Segment Start: SUPPLIED RECORDS

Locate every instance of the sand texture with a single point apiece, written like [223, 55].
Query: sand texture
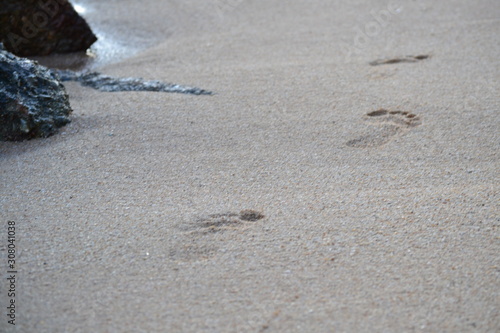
[343, 177]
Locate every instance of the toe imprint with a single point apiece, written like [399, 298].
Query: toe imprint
[399, 60]
[385, 125]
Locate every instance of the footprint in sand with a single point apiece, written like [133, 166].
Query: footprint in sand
[385, 125]
[226, 221]
[399, 60]
[202, 235]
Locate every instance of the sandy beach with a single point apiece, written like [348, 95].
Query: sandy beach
[378, 183]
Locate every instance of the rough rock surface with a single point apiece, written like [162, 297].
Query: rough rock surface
[33, 103]
[41, 27]
[111, 84]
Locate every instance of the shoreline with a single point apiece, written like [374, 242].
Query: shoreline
[311, 193]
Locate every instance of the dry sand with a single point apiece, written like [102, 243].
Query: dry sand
[127, 221]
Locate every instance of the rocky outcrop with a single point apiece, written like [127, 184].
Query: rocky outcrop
[42, 27]
[107, 83]
[33, 103]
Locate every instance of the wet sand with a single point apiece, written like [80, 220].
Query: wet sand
[378, 183]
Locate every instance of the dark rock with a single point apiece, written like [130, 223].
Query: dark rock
[110, 84]
[33, 103]
[42, 27]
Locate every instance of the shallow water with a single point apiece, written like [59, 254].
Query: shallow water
[124, 29]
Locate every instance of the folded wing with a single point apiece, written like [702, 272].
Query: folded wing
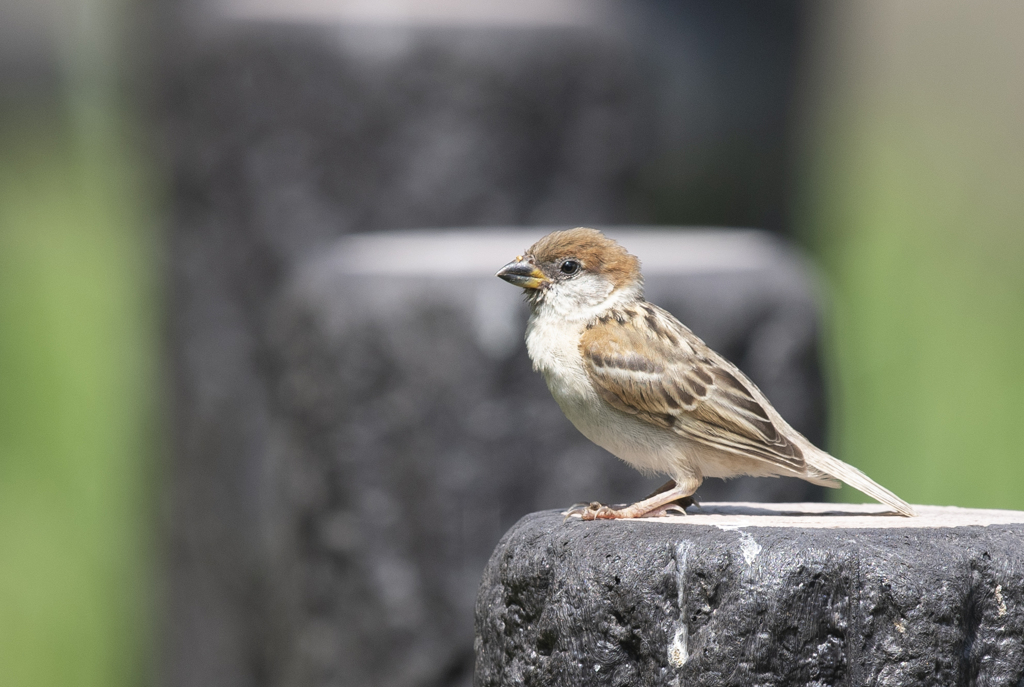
[643, 361]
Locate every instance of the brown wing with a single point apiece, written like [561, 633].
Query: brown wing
[643, 361]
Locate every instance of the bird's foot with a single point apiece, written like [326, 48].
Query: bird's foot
[592, 511]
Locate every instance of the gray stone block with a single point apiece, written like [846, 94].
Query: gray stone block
[408, 431]
[757, 595]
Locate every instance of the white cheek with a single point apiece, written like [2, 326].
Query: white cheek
[579, 299]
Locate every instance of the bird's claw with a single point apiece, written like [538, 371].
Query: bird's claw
[592, 511]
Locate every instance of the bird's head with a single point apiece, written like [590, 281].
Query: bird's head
[574, 271]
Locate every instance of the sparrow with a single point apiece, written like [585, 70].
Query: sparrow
[638, 383]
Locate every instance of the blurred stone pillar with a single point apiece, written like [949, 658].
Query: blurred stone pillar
[285, 131]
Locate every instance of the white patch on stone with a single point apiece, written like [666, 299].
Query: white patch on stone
[677, 650]
[749, 548]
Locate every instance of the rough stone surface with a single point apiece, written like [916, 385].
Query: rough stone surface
[740, 596]
[330, 512]
[409, 432]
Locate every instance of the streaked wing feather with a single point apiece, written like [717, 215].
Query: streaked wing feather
[643, 361]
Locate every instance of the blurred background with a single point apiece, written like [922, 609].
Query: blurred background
[166, 165]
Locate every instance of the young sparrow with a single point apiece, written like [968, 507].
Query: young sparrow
[635, 381]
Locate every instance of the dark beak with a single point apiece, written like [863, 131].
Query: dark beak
[521, 272]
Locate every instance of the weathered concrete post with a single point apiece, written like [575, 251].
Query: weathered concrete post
[409, 432]
[754, 594]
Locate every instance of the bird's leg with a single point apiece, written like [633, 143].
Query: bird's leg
[682, 504]
[656, 504]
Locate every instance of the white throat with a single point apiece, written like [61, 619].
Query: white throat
[557, 321]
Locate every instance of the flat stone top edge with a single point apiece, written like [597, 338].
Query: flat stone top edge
[733, 515]
[480, 252]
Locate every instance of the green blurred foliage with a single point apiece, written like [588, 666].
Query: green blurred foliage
[78, 388]
[914, 204]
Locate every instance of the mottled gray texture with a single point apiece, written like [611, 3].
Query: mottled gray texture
[336, 491]
[408, 431]
[646, 603]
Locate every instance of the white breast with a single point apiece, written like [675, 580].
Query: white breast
[553, 345]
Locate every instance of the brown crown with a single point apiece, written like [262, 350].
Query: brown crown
[595, 252]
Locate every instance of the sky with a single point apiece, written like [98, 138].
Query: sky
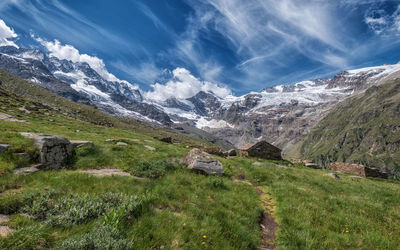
[232, 46]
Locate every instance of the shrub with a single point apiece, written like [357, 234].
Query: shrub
[39, 205]
[100, 237]
[152, 169]
[78, 209]
[40, 237]
[217, 183]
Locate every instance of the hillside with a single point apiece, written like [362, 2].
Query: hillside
[362, 129]
[283, 114]
[168, 206]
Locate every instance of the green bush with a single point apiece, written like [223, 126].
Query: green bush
[217, 183]
[32, 237]
[100, 237]
[38, 205]
[78, 209]
[153, 169]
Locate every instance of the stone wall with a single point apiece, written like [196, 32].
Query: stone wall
[262, 150]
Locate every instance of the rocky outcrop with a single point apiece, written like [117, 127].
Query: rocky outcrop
[80, 144]
[55, 151]
[261, 149]
[202, 162]
[358, 169]
[229, 153]
[4, 148]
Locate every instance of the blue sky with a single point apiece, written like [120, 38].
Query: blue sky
[244, 45]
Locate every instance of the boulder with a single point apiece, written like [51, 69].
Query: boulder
[203, 162]
[333, 175]
[149, 147]
[112, 140]
[55, 151]
[3, 148]
[122, 143]
[311, 165]
[24, 110]
[166, 139]
[214, 151]
[27, 170]
[80, 144]
[230, 152]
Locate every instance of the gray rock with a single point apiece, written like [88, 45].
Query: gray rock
[9, 118]
[25, 156]
[79, 144]
[203, 162]
[149, 147]
[55, 151]
[24, 110]
[312, 165]
[333, 175]
[4, 218]
[112, 140]
[105, 172]
[166, 139]
[5, 231]
[25, 171]
[3, 148]
[231, 152]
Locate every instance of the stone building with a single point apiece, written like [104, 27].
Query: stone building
[261, 149]
[357, 169]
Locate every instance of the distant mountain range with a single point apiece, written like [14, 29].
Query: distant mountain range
[363, 129]
[282, 114]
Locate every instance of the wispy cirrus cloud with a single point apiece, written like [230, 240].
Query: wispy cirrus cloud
[7, 33]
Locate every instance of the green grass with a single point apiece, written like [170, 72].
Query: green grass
[314, 211]
[363, 129]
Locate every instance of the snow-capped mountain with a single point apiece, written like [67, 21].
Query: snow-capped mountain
[281, 114]
[80, 83]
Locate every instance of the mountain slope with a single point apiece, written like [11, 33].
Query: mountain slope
[364, 129]
[72, 209]
[283, 114]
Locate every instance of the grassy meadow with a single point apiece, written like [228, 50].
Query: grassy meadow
[170, 207]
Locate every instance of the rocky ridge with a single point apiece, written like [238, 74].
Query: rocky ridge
[282, 114]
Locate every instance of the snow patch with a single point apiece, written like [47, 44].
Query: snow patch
[203, 123]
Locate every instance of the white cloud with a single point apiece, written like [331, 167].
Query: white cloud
[69, 52]
[6, 33]
[184, 85]
[382, 22]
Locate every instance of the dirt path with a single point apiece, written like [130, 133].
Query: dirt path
[268, 225]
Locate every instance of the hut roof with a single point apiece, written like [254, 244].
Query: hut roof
[247, 146]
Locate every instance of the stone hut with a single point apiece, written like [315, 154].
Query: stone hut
[357, 169]
[261, 149]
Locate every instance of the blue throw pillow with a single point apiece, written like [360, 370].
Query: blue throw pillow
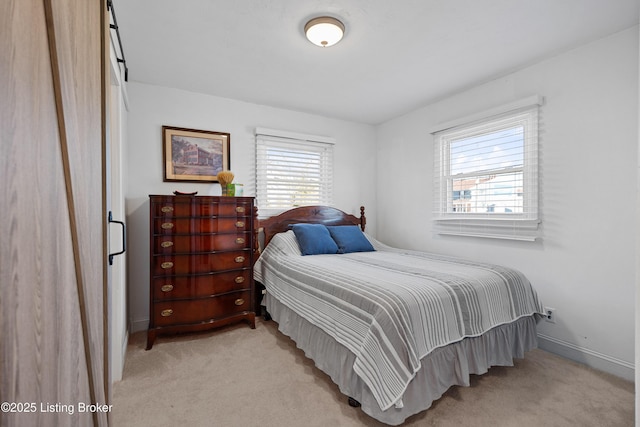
[314, 239]
[350, 239]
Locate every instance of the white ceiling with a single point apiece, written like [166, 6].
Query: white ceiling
[395, 56]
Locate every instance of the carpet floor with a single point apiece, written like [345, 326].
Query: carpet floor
[237, 376]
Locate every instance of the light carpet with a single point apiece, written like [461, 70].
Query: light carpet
[237, 376]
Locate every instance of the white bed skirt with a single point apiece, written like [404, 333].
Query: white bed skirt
[442, 368]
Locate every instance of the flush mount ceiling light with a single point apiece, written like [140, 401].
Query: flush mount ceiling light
[324, 31]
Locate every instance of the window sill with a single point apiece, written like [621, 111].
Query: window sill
[497, 228]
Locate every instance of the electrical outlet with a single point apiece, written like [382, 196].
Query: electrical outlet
[551, 314]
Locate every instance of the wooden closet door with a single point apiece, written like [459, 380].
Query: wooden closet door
[51, 176]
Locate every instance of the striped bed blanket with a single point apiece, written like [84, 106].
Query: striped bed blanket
[392, 307]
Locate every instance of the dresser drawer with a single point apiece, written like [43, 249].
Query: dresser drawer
[178, 208]
[177, 287]
[200, 263]
[171, 244]
[166, 226]
[201, 310]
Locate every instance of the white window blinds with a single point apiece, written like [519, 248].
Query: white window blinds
[486, 177]
[292, 170]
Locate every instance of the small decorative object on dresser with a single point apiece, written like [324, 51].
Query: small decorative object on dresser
[202, 251]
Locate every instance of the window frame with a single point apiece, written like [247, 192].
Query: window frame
[297, 143]
[512, 225]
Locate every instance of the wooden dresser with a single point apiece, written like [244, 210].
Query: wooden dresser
[202, 251]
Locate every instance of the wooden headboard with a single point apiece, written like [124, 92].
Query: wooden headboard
[309, 214]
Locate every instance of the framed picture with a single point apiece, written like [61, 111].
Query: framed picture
[194, 155]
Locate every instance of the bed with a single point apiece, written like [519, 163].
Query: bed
[393, 328]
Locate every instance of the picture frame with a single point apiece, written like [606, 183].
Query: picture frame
[193, 155]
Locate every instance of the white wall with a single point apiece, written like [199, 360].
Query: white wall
[151, 107]
[584, 265]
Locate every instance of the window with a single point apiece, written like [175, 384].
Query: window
[486, 176]
[292, 170]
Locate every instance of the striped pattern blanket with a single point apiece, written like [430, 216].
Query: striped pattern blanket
[392, 307]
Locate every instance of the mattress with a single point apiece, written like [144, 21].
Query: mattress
[392, 310]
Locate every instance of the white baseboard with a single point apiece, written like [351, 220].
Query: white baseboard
[139, 325]
[593, 359]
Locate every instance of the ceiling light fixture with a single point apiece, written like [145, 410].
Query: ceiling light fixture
[324, 31]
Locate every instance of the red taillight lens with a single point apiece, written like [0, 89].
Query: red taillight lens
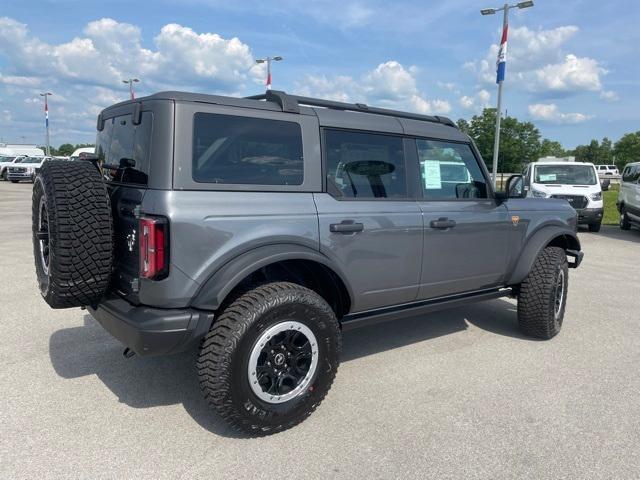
[154, 247]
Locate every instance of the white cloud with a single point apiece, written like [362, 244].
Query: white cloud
[476, 102]
[549, 112]
[609, 95]
[388, 85]
[572, 74]
[536, 62]
[85, 74]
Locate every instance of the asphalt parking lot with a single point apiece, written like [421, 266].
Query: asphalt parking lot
[456, 394]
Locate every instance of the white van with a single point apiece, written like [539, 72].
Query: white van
[76, 154]
[575, 182]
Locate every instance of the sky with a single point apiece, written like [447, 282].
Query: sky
[573, 67]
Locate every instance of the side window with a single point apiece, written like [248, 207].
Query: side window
[364, 165]
[123, 149]
[449, 171]
[243, 150]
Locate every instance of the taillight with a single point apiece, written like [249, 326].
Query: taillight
[154, 247]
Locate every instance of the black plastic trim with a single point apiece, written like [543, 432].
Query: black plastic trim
[372, 317]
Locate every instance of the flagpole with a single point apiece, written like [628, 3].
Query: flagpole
[46, 119]
[500, 78]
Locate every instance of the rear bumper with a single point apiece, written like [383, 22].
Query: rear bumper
[151, 331]
[590, 215]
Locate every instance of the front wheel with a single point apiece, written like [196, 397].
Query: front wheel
[270, 358]
[543, 295]
[595, 227]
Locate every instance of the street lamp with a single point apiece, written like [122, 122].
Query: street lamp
[500, 70]
[268, 61]
[131, 81]
[46, 118]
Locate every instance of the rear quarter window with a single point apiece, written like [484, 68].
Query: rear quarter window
[123, 149]
[231, 149]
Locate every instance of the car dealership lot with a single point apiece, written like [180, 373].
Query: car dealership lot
[454, 394]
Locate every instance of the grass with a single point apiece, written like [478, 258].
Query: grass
[610, 211]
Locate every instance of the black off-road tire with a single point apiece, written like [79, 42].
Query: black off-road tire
[540, 311]
[595, 227]
[625, 224]
[225, 353]
[71, 214]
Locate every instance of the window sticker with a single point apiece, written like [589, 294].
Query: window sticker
[431, 175]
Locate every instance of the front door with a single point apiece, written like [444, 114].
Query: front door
[368, 223]
[465, 231]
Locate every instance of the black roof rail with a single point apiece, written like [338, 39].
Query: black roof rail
[291, 103]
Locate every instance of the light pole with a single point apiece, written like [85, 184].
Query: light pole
[46, 118]
[131, 81]
[268, 61]
[500, 70]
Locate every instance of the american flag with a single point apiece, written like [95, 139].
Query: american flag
[501, 63]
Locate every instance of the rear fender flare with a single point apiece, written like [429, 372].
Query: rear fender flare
[534, 246]
[215, 289]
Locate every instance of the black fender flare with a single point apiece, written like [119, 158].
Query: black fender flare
[539, 240]
[215, 289]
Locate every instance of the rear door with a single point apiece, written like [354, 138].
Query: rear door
[123, 151]
[369, 224]
[466, 244]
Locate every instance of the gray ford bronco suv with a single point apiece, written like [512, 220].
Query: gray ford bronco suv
[257, 229]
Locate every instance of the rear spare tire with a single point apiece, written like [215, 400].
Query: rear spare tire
[72, 233]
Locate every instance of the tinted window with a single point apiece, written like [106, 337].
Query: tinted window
[565, 175]
[364, 165]
[123, 149]
[243, 150]
[449, 171]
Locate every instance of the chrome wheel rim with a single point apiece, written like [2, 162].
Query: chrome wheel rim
[559, 294]
[283, 362]
[43, 236]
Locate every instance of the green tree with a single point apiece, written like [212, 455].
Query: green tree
[627, 149]
[66, 149]
[551, 148]
[519, 141]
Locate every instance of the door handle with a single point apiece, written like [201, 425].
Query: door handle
[346, 226]
[442, 223]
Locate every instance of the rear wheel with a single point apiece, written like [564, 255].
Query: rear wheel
[543, 295]
[270, 358]
[625, 224]
[71, 224]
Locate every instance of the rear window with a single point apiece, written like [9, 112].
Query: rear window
[242, 150]
[123, 149]
[565, 175]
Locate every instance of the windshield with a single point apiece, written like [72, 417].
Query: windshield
[565, 175]
[32, 160]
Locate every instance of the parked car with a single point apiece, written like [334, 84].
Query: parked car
[610, 170]
[575, 182]
[27, 169]
[629, 196]
[263, 227]
[6, 161]
[79, 151]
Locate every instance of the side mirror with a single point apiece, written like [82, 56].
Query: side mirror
[515, 187]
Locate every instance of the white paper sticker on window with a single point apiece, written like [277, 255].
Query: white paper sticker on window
[432, 180]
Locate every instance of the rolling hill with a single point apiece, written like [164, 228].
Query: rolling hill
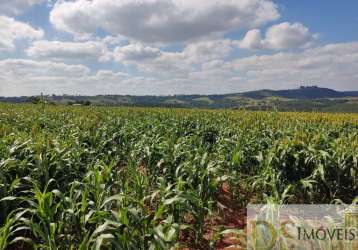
[302, 99]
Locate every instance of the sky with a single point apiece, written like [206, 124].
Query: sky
[167, 47]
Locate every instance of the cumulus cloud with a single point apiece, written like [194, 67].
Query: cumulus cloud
[12, 30]
[22, 68]
[135, 52]
[333, 65]
[69, 50]
[16, 7]
[281, 36]
[161, 20]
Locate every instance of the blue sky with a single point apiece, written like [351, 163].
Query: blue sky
[163, 47]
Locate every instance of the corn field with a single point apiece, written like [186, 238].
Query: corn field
[141, 178]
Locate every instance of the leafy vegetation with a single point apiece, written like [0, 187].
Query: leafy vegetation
[137, 178]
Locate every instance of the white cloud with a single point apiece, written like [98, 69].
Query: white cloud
[281, 36]
[161, 20]
[22, 69]
[136, 52]
[333, 66]
[57, 50]
[12, 30]
[16, 7]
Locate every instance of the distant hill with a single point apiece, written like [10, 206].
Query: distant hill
[312, 92]
[311, 98]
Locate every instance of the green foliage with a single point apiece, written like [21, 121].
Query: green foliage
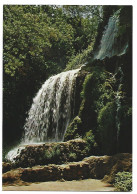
[107, 128]
[53, 153]
[91, 143]
[38, 41]
[79, 59]
[74, 129]
[123, 181]
[72, 156]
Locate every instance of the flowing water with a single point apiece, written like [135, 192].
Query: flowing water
[110, 45]
[51, 111]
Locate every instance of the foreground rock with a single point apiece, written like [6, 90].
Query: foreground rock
[96, 167]
[52, 153]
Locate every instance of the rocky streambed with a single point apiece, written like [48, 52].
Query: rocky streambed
[92, 167]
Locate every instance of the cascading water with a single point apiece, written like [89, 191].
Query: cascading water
[51, 111]
[110, 45]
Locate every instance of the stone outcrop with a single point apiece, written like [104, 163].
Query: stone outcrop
[96, 167]
[52, 153]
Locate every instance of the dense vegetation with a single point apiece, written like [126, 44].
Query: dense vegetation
[40, 41]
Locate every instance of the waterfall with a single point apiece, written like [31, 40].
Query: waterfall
[110, 45]
[50, 113]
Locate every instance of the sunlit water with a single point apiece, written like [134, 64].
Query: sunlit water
[50, 113]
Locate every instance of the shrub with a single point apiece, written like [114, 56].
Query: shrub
[72, 156]
[91, 143]
[79, 59]
[74, 129]
[53, 153]
[123, 181]
[107, 130]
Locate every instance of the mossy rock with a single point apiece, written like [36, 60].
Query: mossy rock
[74, 130]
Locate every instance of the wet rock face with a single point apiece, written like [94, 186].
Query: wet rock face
[96, 167]
[52, 153]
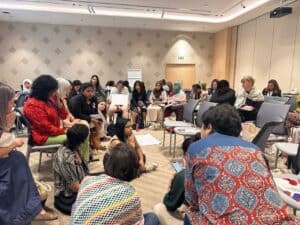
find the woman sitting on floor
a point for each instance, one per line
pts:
(176, 102)
(45, 112)
(20, 201)
(109, 198)
(85, 107)
(69, 168)
(139, 104)
(124, 134)
(293, 118)
(227, 179)
(158, 99)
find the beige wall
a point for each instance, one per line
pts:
(224, 54)
(28, 50)
(270, 49)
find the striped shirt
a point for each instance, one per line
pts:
(106, 200)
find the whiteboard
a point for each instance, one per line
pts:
(134, 75)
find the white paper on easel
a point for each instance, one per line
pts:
(146, 139)
(119, 99)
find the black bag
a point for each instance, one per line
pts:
(63, 203)
(294, 162)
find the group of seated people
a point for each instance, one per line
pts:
(226, 179)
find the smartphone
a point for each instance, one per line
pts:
(176, 166)
(296, 196)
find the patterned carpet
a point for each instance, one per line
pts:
(151, 187)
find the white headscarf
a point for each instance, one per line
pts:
(26, 90)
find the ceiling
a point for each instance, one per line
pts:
(187, 15)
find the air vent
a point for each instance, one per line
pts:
(91, 9)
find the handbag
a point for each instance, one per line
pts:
(43, 190)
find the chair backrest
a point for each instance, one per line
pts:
(270, 112)
(189, 110)
(292, 101)
(276, 99)
(262, 136)
(203, 108)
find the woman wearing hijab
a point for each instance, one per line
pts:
(26, 86)
(176, 102)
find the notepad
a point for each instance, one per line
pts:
(146, 140)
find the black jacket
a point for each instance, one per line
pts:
(81, 109)
(226, 97)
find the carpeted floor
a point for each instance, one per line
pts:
(151, 187)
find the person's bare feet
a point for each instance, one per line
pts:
(45, 216)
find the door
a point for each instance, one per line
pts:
(186, 73)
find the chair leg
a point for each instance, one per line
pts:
(164, 138)
(170, 147)
(174, 147)
(276, 159)
(40, 162)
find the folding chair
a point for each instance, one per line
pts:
(188, 120)
(41, 148)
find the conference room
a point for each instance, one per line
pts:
(149, 112)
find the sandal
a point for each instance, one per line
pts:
(46, 217)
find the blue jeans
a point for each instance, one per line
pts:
(150, 219)
(186, 221)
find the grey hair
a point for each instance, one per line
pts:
(63, 84)
(6, 95)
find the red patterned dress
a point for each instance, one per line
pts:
(228, 182)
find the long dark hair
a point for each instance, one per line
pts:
(120, 128)
(42, 86)
(212, 83)
(276, 86)
(98, 85)
(142, 86)
(157, 93)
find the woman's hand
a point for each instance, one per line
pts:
(18, 142)
(131, 140)
(10, 119)
(142, 164)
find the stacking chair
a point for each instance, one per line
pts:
(188, 120)
(192, 131)
(41, 148)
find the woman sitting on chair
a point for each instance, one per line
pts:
(85, 107)
(124, 134)
(176, 102)
(20, 201)
(139, 105)
(158, 99)
(69, 168)
(45, 113)
(227, 179)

Segment End: SUPPLIED RECORDS

■ TASK OBJECTIVE
Wherever the word "chair" shows up in the material, copy the line it is on.

■ RESULT OF THE EXERCISE
find the chair backrest
find the chair leg
find the folding chair
find the stacking chair
find the woman sitting on chair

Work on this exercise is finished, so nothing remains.